Commons Bill [Lords]


[back to previous text]

Mr. Williams: The way in which the members are appointed is important. The hon. Member for Stroud has suggested that there should be a democratic process, but other hon. Members have indicated that that might not always be the best way forward. I should have thought that commoners would want some democratic process for electing the people who would represent them on the statutory bodies, given that they will commit them to schemes and practices over which they will not have a direct influence.
On Second Reading, I indicated that there was a huge difference between the involvement of active and inactive commoners and whether a dominant tenement is in the ownership of a sole trader or a partnership—for example, whether one person may own six or seven dominant tenements around a common and whether he or she should have greater rights than a person owning one dominant tenement. Should there be some reflection of the fact that one person may have rights to graze 100 sheep and another has the right to graze 1,000? Should the many different commitments to the management of the common be reflected in a different election system?
The clause says that, by regulation, the national authority can indicate what sort of election process could be used to appoint members. Will the Minister say whether he has had any thoughts on that?
Helen Goodman (Bishop Auckland) (Lab): The hon. Gentleman’s question raises another, which I hope that the Minister will be able to answer, about the system for the landowner to secure representation on the group. I envisage a situation in my constituency, which has a large number of large commons, but only two significant landowners that will, in effect, be guaranteed places in all the associations. I cannot understand how a system of election would fit in with that, or whether different systems of appointment are desirable. I should like the Minister to clarify how that will pan out.
Mr. Williams: The hon. Lady raises an interesting question. There are commons in my constituency with more than one landowner.
Although we are pleased that the Minister has spoken about the importance of people’s legal rights, it is important, if associations are to enter into environmental agreements, that they have the support of organisations, such as the Royal Society for the Protection of Birds and, perhaps, the wildlife trusts and others. I am not sure how an election would work in such cases. Perhaps he will share any ideas that he has on this tricky and rather thorny problem.
Mr. Llwyd: Perhaps I could return briefly to an area of confusion, and I am obliged to the National Farmers Union for drawing attention to it. The NFU refers to the clause, in respect of which we are talking about board, council, or executive members. Surely, everybody who exercises rights of common on the common will be members, as such, of the association. [Interruption.] Is that not right?
The Chairman: Order. That was not an intervention; I was taking it as a speech.
Mr. Llwyd: I was developing the theme. Surely, if the Minister wishes to intervene, it would be fair for everyone.
Jim Knight: I was trying to intervene to be helpful, but I have forgotten what I was going to say.
The members of the association would be the representatives and members of the committee. They would be there by virtue of their representation of the various legal interests. In some cases, there might not be enough people for an election; when there are, there will be an election.
Mr. Llwyd: I am grateful for that.
Jim Knight: I may have answered most of the questions in my intervention. The establishment order will determine voting mechanisms for electing members of the association. In some cases, weighted voting might be appropriate. We cannot give one method that would work for all commons—as we have discussed, they are so varied and there are very different balances between landowners, commoners and so on.

### SUPPLIED INFORMATION

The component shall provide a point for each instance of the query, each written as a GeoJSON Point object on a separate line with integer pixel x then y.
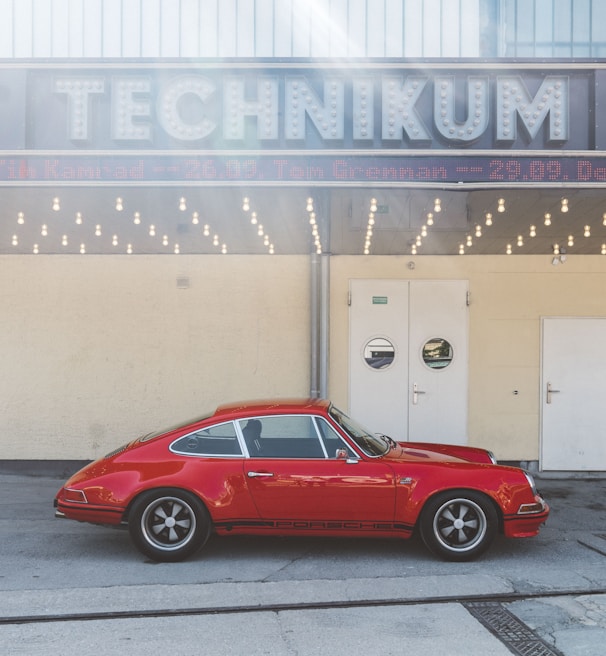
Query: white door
{"type": "Point", "coordinates": [408, 358]}
{"type": "Point", "coordinates": [573, 380]}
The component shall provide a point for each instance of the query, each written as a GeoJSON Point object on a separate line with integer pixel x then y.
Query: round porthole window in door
{"type": "Point", "coordinates": [379, 353]}
{"type": "Point", "coordinates": [437, 353]}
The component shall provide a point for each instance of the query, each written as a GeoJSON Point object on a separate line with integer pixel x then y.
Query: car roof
{"type": "Point", "coordinates": [271, 406]}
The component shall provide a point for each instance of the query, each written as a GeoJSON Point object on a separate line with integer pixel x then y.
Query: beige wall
{"type": "Point", "coordinates": [96, 350]}
{"type": "Point", "coordinates": [509, 295]}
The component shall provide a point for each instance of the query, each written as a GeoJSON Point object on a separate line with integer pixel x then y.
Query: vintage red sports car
{"type": "Point", "coordinates": [299, 467]}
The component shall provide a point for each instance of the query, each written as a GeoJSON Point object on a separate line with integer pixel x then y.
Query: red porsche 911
{"type": "Point", "coordinates": [299, 467]}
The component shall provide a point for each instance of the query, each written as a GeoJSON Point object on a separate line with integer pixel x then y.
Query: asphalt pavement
{"type": "Point", "coordinates": [75, 588]}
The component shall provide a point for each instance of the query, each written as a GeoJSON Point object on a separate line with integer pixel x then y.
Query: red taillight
{"type": "Point", "coordinates": [74, 496]}
{"type": "Point", "coordinates": [529, 508]}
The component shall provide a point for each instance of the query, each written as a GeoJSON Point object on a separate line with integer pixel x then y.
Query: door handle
{"type": "Point", "coordinates": [415, 393]}
{"type": "Point", "coordinates": [550, 391]}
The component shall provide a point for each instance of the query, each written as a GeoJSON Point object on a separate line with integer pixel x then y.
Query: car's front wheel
{"type": "Point", "coordinates": [458, 525]}
{"type": "Point", "coordinates": [168, 525]}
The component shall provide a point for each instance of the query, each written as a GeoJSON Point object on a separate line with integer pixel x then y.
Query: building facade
{"type": "Point", "coordinates": [399, 205]}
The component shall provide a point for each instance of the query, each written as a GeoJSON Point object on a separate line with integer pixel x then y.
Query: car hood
{"type": "Point", "coordinates": [417, 454]}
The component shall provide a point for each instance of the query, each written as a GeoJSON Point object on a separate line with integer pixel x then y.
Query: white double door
{"type": "Point", "coordinates": [573, 384]}
{"type": "Point", "coordinates": [408, 358]}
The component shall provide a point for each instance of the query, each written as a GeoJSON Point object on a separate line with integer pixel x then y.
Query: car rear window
{"type": "Point", "coordinates": [219, 440]}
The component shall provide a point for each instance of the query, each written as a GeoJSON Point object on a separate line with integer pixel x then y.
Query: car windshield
{"type": "Point", "coordinates": [371, 445]}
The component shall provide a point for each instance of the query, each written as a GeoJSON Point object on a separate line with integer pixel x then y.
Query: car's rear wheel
{"type": "Point", "coordinates": [168, 525]}
{"type": "Point", "coordinates": [458, 525]}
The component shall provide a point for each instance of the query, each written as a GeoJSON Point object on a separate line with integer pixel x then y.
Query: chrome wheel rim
{"type": "Point", "coordinates": [460, 525]}
{"type": "Point", "coordinates": [168, 523]}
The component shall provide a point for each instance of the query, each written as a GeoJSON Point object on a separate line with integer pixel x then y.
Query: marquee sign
{"type": "Point", "coordinates": [264, 123]}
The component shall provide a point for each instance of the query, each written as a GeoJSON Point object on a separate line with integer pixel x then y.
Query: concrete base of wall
{"type": "Point", "coordinates": [51, 468]}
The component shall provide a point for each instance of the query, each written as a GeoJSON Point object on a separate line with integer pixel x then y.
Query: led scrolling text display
{"type": "Point", "coordinates": [303, 169]}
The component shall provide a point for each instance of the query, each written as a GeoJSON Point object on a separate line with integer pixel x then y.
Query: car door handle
{"type": "Point", "coordinates": [551, 391]}
{"type": "Point", "coordinates": [415, 393]}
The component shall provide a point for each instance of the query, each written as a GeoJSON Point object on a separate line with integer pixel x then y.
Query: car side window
{"type": "Point", "coordinates": [282, 436]}
{"type": "Point", "coordinates": [219, 440]}
{"type": "Point", "coordinates": [333, 442]}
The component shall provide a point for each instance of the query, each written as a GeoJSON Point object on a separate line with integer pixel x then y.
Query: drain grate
{"type": "Point", "coordinates": [510, 630]}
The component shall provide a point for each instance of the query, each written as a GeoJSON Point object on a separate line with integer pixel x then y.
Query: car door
{"type": "Point", "coordinates": [299, 480]}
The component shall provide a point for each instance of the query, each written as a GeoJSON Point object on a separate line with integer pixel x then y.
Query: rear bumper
{"type": "Point", "coordinates": [525, 526]}
{"type": "Point", "coordinates": [89, 513]}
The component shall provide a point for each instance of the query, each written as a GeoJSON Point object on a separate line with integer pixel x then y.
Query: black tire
{"type": "Point", "coordinates": [168, 525]}
{"type": "Point", "coordinates": [458, 525]}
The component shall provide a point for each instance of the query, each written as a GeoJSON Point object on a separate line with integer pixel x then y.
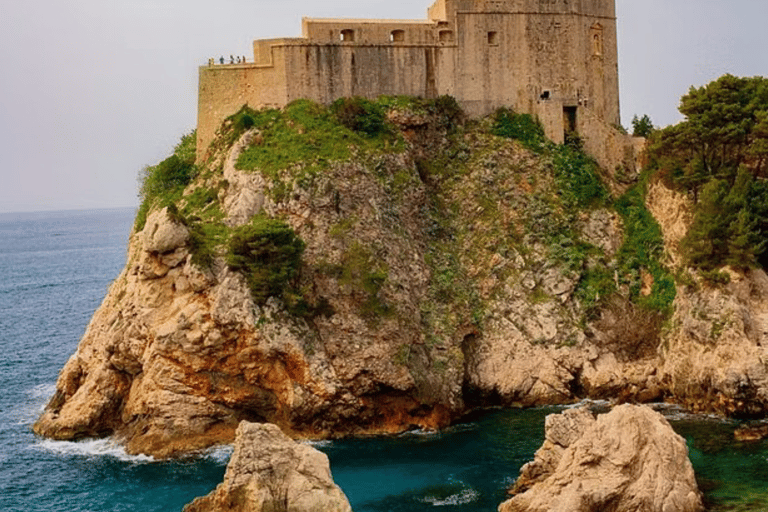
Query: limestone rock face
{"type": "Point", "coordinates": [429, 291]}
{"type": "Point", "coordinates": [628, 460]}
{"type": "Point", "coordinates": [268, 472]}
{"type": "Point", "coordinates": [162, 234]}
{"type": "Point", "coordinates": [717, 355]}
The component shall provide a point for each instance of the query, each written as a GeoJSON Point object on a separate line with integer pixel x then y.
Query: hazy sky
{"type": "Point", "coordinates": [93, 90]}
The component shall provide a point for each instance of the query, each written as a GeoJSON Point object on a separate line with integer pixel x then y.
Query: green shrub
{"type": "Point", "coordinates": [360, 115]}
{"type": "Point", "coordinates": [366, 274]}
{"type": "Point", "coordinates": [522, 127]}
{"type": "Point", "coordinates": [642, 248]}
{"type": "Point", "coordinates": [268, 252]}
{"type": "Point", "coordinates": [163, 184]}
{"type": "Point", "coordinates": [576, 175]}
{"type": "Point", "coordinates": [447, 111]}
{"type": "Point", "coordinates": [595, 287]}
{"type": "Point", "coordinates": [716, 277]}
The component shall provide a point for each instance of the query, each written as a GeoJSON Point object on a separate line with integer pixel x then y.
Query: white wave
{"type": "Point", "coordinates": [38, 397]}
{"type": "Point", "coordinates": [463, 497]}
{"type": "Point", "coordinates": [592, 404]}
{"type": "Point", "coordinates": [220, 454]}
{"type": "Point", "coordinates": [91, 448]}
{"type": "Point", "coordinates": [317, 443]}
{"type": "Point", "coordinates": [42, 392]}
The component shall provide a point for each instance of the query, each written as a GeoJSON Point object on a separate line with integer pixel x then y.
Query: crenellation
{"type": "Point", "coordinates": [556, 59]}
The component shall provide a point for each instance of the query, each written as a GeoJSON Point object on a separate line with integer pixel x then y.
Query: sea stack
{"type": "Point", "coordinates": [628, 460]}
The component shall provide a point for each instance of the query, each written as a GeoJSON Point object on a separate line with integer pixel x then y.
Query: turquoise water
{"type": "Point", "coordinates": [54, 271]}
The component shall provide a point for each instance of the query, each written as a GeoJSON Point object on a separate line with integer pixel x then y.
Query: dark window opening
{"type": "Point", "coordinates": [569, 121]}
{"type": "Point", "coordinates": [397, 36]}
{"type": "Point", "coordinates": [347, 35]}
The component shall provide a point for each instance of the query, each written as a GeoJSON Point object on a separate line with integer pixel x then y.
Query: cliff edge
{"type": "Point", "coordinates": [375, 267]}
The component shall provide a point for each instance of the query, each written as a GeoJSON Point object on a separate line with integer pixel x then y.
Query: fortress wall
{"type": "Point", "coordinates": [542, 57]}
{"type": "Point", "coordinates": [611, 148]}
{"type": "Point", "coordinates": [224, 89]}
{"type": "Point", "coordinates": [328, 72]}
{"type": "Point", "coordinates": [369, 31]}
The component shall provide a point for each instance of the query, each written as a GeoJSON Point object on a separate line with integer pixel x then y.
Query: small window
{"type": "Point", "coordinates": [347, 35]}
{"type": "Point", "coordinates": [596, 33]}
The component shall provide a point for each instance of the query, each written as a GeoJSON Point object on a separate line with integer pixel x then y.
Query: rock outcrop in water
{"type": "Point", "coordinates": [628, 460]}
{"type": "Point", "coordinates": [443, 268]}
{"type": "Point", "coordinates": [268, 472]}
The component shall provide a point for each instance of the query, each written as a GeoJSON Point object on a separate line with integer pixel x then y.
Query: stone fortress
{"type": "Point", "coordinates": [555, 59]}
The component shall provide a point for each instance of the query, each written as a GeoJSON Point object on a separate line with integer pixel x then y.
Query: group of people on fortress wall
{"type": "Point", "coordinates": [232, 60]}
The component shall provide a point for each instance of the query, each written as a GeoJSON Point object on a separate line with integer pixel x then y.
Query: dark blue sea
{"type": "Point", "coordinates": [55, 268]}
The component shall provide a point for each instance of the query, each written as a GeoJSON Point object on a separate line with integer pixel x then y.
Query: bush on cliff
{"type": "Point", "coordinates": [523, 127]}
{"type": "Point", "coordinates": [360, 115]}
{"type": "Point", "coordinates": [163, 184]}
{"type": "Point", "coordinates": [268, 253]}
{"type": "Point", "coordinates": [719, 155]}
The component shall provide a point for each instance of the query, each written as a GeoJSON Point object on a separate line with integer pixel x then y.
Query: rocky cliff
{"type": "Point", "coordinates": [440, 266]}
{"type": "Point", "coordinates": [629, 459]}
{"type": "Point", "coordinates": [268, 472]}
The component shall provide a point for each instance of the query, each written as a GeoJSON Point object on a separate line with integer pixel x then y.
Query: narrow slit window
{"type": "Point", "coordinates": [596, 33]}
{"type": "Point", "coordinates": [347, 35]}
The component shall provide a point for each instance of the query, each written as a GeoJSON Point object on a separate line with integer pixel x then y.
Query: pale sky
{"type": "Point", "coordinates": [93, 90]}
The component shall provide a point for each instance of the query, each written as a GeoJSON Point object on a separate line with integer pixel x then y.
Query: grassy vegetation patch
{"type": "Point", "coordinates": [522, 127]}
{"type": "Point", "coordinates": [311, 136]}
{"type": "Point", "coordinates": [365, 273]}
{"type": "Point", "coordinates": [642, 249]}
{"type": "Point", "coordinates": [268, 253]}
{"type": "Point", "coordinates": [164, 183]}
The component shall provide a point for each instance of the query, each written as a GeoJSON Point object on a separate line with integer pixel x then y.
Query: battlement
{"type": "Point", "coordinates": [556, 59]}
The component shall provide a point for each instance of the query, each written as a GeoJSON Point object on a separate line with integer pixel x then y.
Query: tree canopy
{"type": "Point", "coordinates": [719, 155]}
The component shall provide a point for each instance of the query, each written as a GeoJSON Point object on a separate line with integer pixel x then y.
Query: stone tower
{"type": "Point", "coordinates": [556, 59]}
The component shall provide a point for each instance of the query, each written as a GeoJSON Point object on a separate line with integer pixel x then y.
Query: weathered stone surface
{"type": "Point", "coordinates": [628, 460]}
{"type": "Point", "coordinates": [268, 472]}
{"type": "Point", "coordinates": [717, 355]}
{"type": "Point", "coordinates": [467, 315]}
{"type": "Point", "coordinates": [161, 234]}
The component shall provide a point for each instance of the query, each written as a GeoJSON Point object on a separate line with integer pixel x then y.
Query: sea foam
{"type": "Point", "coordinates": [462, 497]}
{"type": "Point", "coordinates": [91, 448]}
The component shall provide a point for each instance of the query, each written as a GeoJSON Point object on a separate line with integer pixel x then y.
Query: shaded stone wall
{"type": "Point", "coordinates": [536, 56]}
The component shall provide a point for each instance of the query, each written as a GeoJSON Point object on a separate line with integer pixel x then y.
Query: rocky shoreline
{"type": "Point", "coordinates": [427, 292]}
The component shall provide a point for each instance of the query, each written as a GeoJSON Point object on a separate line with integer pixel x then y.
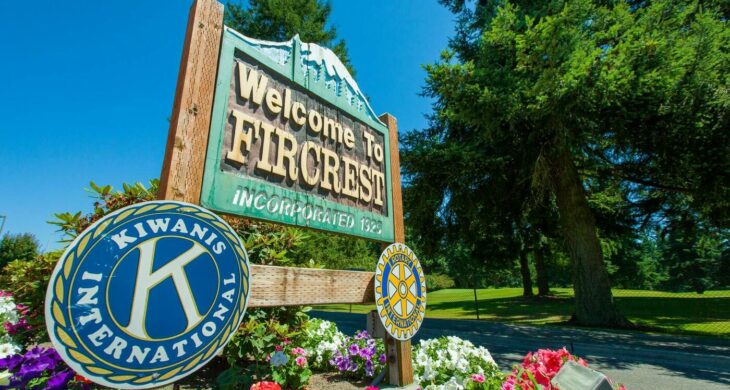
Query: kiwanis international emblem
{"type": "Point", "coordinates": [400, 291]}
{"type": "Point", "coordinates": [148, 294]}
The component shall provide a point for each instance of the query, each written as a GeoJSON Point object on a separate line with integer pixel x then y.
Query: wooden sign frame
{"type": "Point", "coordinates": [182, 174]}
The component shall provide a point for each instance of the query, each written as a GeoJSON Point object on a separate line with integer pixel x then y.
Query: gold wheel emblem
{"type": "Point", "coordinates": [400, 291]}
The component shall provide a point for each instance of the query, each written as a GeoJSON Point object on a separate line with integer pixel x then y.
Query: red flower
{"type": "Point", "coordinates": [79, 378]}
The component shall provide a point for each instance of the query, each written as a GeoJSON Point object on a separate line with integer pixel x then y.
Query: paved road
{"type": "Point", "coordinates": [640, 361]}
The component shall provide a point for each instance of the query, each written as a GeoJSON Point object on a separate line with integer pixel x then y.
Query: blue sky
{"type": "Point", "coordinates": [87, 88]}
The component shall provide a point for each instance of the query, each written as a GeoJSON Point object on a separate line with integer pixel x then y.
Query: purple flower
{"type": "Point", "coordinates": [367, 353]}
{"type": "Point", "coordinates": [10, 363]}
{"type": "Point", "coordinates": [354, 349]}
{"type": "Point", "coordinates": [369, 368]}
{"type": "Point", "coordinates": [60, 379]}
{"type": "Point", "coordinates": [34, 353]}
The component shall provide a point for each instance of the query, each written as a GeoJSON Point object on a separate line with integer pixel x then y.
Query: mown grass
{"type": "Point", "coordinates": [704, 314]}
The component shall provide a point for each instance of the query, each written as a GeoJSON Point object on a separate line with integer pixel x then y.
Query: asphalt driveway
{"type": "Point", "coordinates": [640, 361]}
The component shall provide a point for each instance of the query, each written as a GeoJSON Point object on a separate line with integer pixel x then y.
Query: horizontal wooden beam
{"type": "Point", "coordinates": [286, 286]}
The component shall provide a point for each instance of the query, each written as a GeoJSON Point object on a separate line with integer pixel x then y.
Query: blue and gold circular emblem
{"type": "Point", "coordinates": [147, 294]}
{"type": "Point", "coordinates": [400, 291]}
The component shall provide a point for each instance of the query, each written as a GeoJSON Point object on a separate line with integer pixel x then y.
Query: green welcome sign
{"type": "Point", "coordinates": [293, 140]}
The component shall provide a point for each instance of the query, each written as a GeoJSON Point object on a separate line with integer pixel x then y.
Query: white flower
{"type": "Point", "coordinates": [7, 349]}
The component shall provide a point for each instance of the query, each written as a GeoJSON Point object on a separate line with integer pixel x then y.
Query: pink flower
{"type": "Point", "coordinates": [301, 361]}
{"type": "Point", "coordinates": [265, 386]}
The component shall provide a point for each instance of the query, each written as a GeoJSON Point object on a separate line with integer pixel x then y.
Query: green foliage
{"type": "Point", "coordinates": [280, 20]}
{"type": "Point", "coordinates": [28, 280]}
{"type": "Point", "coordinates": [107, 201]}
{"type": "Point", "coordinates": [250, 350]}
{"type": "Point", "coordinates": [321, 339]}
{"type": "Point", "coordinates": [627, 101]}
{"type": "Point", "coordinates": [294, 372]}
{"type": "Point", "coordinates": [17, 247]}
{"type": "Point", "coordinates": [436, 282]}
{"type": "Point", "coordinates": [337, 252]}
{"type": "Point", "coordinates": [693, 254]}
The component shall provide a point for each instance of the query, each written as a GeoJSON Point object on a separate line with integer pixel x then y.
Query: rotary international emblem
{"type": "Point", "coordinates": [400, 291]}
{"type": "Point", "coordinates": [148, 294]}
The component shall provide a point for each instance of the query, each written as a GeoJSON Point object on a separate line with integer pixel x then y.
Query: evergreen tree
{"type": "Point", "coordinates": [550, 96]}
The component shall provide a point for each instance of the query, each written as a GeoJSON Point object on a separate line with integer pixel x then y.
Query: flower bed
{"type": "Point", "coordinates": [453, 363]}
{"type": "Point", "coordinates": [281, 350]}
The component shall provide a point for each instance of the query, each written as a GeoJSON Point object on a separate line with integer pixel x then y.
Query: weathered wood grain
{"type": "Point", "coordinates": [286, 286]}
{"type": "Point", "coordinates": [400, 367]}
{"type": "Point", "coordinates": [187, 139]}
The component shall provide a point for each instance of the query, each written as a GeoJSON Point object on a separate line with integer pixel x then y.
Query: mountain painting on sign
{"type": "Point", "coordinates": [293, 140]}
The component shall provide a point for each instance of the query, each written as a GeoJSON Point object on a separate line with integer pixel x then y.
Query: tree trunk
{"type": "Point", "coordinates": [526, 279]}
{"type": "Point", "coordinates": [594, 303]}
{"type": "Point", "coordinates": [543, 288]}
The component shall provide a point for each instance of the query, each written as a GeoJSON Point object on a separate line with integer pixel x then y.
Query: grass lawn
{"type": "Point", "coordinates": [706, 314]}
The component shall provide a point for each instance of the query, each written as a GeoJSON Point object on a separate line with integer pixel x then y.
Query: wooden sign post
{"type": "Point", "coordinates": [376, 215]}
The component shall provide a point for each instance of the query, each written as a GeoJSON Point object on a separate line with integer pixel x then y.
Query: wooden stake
{"type": "Point", "coordinates": [400, 369]}
{"type": "Point", "coordinates": [187, 139]}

### REQUIRED TASKS
**A.** Can you shorten the paragraph of the Commons Bill debate beginning "On Second Reading, I indicated" into a brief list that keeps its main facts?
**B.** Could you copy word for word the stretch of the Commons Bill debate from "Mr. Llwyd: I was" through "grateful for that."?

### COMPLETE ANSWERS
**A.**
- On Second Reading, I pointed to a large difference between active and inactive commoners, and between a dominant tenement owned by a sole trader and one owned by a partnership.
- One person may own six or seven dominant tenements around a common. Should that person have greater rights than someone owning one?
- Should it count that one person may have rights to graze 100 sheep and another the right to graze 1,000?
- Should a different election system reflect the many different commitments to managing the common?

**B.**
Mr. Llwyd: I was developing the theme. Surely, if the Minister wishes to intervene, it would be fair for everyone.
Jim Knight: I was trying to intervene to be helpful, but I have forgotten what I was going to say.
The members of the association would be the representatives and members of the committee. They would be there by virtue of their representation of the various legal interests. In some cases, there might not be enough people for an election; when there are, there will be an election.
Mr. Llwyd: I am grateful for that.